* **WHAT YOU SHOULD DO**: Render every line of the entries below as a Markdown table with the columns Index and Content. Give each non-blank line its own row, numbered consecutively from 1, and omit blank lines.

* **STORED DATA**:
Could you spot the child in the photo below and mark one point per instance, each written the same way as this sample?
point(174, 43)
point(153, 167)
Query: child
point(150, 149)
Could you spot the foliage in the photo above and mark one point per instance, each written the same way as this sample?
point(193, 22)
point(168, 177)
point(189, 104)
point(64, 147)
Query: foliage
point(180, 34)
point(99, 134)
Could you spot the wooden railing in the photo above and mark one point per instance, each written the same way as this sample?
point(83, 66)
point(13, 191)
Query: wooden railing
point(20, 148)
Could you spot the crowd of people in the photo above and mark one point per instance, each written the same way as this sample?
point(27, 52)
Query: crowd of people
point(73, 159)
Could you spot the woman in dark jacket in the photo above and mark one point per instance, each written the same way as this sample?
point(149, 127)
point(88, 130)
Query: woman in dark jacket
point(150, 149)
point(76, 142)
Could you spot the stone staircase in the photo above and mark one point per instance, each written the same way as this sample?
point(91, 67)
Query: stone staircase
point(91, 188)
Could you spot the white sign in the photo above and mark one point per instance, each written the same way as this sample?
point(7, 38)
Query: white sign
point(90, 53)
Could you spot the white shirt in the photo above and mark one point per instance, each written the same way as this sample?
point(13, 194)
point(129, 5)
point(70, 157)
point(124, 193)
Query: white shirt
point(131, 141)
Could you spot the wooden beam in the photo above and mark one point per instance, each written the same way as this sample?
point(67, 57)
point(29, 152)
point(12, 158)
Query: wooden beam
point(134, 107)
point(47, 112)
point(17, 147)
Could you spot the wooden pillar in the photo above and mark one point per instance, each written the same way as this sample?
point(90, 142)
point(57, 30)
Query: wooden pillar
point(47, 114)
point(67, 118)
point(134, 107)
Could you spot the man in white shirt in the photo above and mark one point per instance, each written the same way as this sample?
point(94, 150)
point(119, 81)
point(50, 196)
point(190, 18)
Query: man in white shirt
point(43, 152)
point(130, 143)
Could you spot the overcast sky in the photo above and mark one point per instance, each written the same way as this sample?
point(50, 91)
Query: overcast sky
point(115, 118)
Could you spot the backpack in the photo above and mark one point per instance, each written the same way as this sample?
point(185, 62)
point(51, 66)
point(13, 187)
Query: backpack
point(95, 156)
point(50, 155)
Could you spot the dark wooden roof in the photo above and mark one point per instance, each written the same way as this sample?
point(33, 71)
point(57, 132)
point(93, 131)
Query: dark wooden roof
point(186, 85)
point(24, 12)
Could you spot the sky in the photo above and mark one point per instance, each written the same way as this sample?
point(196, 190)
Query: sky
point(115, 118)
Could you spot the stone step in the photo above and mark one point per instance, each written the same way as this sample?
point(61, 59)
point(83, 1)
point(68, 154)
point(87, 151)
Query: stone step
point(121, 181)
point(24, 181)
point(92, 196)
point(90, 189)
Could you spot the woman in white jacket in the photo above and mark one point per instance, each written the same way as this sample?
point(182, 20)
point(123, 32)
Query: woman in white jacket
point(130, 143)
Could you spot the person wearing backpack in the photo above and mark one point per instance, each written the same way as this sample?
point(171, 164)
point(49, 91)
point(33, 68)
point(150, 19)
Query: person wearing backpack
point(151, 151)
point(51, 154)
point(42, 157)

* **FULL OUTPUT**:
| Index | Content |
|---|---|
| 1 | Could you spot the child in the photo below and mark one point per instance, each written the same way as this sample? |
| 2 | point(174, 43) |
| 3 | point(153, 167) |
| 4 | Query: child |
| 5 | point(150, 149) |
| 6 | Could you spot the foliage in the photo above and mark one point per instance, each written the same way as this sample? |
| 7 | point(193, 22) |
| 8 | point(168, 177) |
| 9 | point(189, 104) |
| 10 | point(64, 147) |
| 11 | Query: foliage |
| 12 | point(180, 34) |
| 13 | point(99, 134) |
| 14 | Could you spot the wooden railing in the photo above and mark one point per instance, each written the same way as this sample? |
| 15 | point(83, 66) |
| 16 | point(13, 191) |
| 17 | Query: wooden railing |
| 18 | point(20, 148) |
| 19 | Could you spot the crowd of people in the photo above and mark one point per instance, each written the same way as this sample? |
| 20 | point(27, 52) |
| 21 | Query: crowd of people |
| 22 | point(73, 159) |
| 23 | Could you spot the woman in dark jacket in the photo above and mark one point per instance, each written the same way as this sample? |
| 24 | point(149, 127) |
| 25 | point(88, 130) |
| 26 | Query: woman in dark jacket |
| 27 | point(150, 149) |
| 28 | point(76, 142) |
| 29 | Could you spot the stone staircase in the photo above and mark one point per instance, each written the same way as this sample? |
| 30 | point(91, 67) |
| 31 | Query: stone staircase |
| 32 | point(91, 188) |
| 33 | Could you spot the white sign in the photo above and mark one point per instance, each written the same way as this sample? |
| 34 | point(7, 38) |
| 35 | Query: white sign |
| 36 | point(90, 53) |
| 37 | Could you spot the white shirt in the photo above and mark one point per instance, each written the same way as this sample? |
| 38 | point(13, 194) |
| 39 | point(129, 5) |
| 40 | point(70, 157) |
| 41 | point(124, 193) |
| 42 | Query: white shirt |
| 43 | point(131, 141) |
| 44 | Could you spot the wooden beam in the photo above and mark one point per instance, each written the same way as this sample? |
| 45 | point(67, 57) |
| 46 | point(29, 152) |
| 47 | point(12, 158) |
| 48 | Query: wooden beam |
| 49 | point(134, 107) |
| 50 | point(47, 112) |
| 51 | point(17, 147) |
| 52 | Could you spot the wooden pillar in the photo above and mark one point per instance, each written the same way as this sample? |
| 53 | point(90, 142) |
| 54 | point(57, 30) |
| 55 | Query: wooden pillar |
| 56 | point(47, 114) |
| 57 | point(67, 118) |
| 58 | point(134, 107) |
| 59 | Could you spot the man in white shirt in the photo above and mark one point per instance, each written the same way as this sample? |
| 60 | point(94, 150) |
| 61 | point(119, 81) |
| 62 | point(50, 196) |
| 63 | point(190, 18) |
| 64 | Query: man in white shirt |
| 65 | point(43, 152) |
| 66 | point(130, 143) |
| 67 | Could you spot the overcast sky in the photo above and mark one point per instance, each written the same way as this sample? |
| 68 | point(50, 91) |
| 69 | Query: overcast sky |
| 70 | point(115, 118) |
| 71 | Could you spot the backpack in the photo above and mark one point per instance, each written the same way as this sample? |
| 72 | point(185, 62) |
| 73 | point(51, 66) |
| 74 | point(13, 187) |
| 75 | Query: backpack |
| 76 | point(95, 156) |
| 77 | point(50, 155) |
| 78 | Could you spot the dark wooden roof in the photo above and mark one point per instance, each written the same way as this sample? |
| 79 | point(33, 71) |
| 80 | point(57, 132) |
| 81 | point(93, 131) |
| 82 | Query: dark wooden roof |
| 83 | point(186, 85) |
| 84 | point(24, 12) |
| 85 | Could you spot the sky in the photo above and mark one point per instance, each written the same way as this sample? |
| 86 | point(196, 190) |
| 87 | Query: sky |
| 88 | point(115, 118) |
| 89 | Could you spot the stone step in the photo above and mark one point per instance, each written the same way as this sample? |
| 90 | point(61, 59) |
| 91 | point(83, 1) |
| 92 | point(68, 154) |
| 93 | point(87, 151) |
| 94 | Query: stone step |
| 95 | point(121, 181) |
| 96 | point(24, 181) |
| 97 | point(92, 196) |
| 98 | point(90, 189) |
| 99 | Could you spot the woman in white jacket in the photo above and mark one point per instance, each written the same way as this sample? |
| 100 | point(182, 20) |
| 101 | point(123, 32) |
| 102 | Query: woman in white jacket |
| 103 | point(130, 143) |
| 104 | Could you spot the person wearing backpack in the photo above and mark one point per instance, each written the same way as this sample? |
| 105 | point(171, 164) |
| 106 | point(49, 91) |
| 107 | point(33, 68) |
| 108 | point(150, 19) |
| 109 | Query: person wearing backpack |
| 110 | point(151, 151) |
| 111 | point(51, 154) |
| 112 | point(42, 157) |